◆ TASK DESCRIPTION ◆
Which of the lines below holds the string "dining"? Copy every line that does.
[PROVIDED MATERIAL]
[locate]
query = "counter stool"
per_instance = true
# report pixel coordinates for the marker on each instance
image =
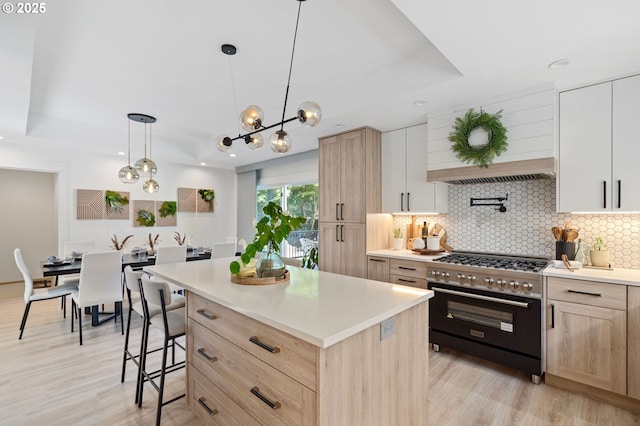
(157, 293)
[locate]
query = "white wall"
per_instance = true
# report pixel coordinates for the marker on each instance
(85, 171)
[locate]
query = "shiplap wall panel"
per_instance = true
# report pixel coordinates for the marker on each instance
(527, 115)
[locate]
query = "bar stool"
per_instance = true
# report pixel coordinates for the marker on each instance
(156, 292)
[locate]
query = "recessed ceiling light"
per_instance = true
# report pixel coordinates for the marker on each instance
(559, 63)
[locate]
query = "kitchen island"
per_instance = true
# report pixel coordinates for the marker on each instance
(321, 349)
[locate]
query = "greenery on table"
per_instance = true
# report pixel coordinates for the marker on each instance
(114, 201)
(482, 155)
(274, 227)
(146, 218)
(168, 208)
(207, 194)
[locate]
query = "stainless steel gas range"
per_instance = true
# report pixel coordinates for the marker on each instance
(490, 306)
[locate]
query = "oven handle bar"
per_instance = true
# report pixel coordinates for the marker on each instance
(481, 297)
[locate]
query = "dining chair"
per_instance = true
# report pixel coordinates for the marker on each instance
(219, 250)
(100, 283)
(172, 323)
(173, 254)
(31, 296)
(133, 281)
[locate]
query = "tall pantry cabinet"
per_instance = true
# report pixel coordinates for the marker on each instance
(349, 188)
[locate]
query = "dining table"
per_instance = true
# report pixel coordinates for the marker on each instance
(136, 261)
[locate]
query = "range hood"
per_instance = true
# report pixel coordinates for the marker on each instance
(511, 171)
[/PROVIDED MATERIAL]
◆ ANSWER FOR THIS EXERCISE ◆
query = "dining chair"
query = "dining table"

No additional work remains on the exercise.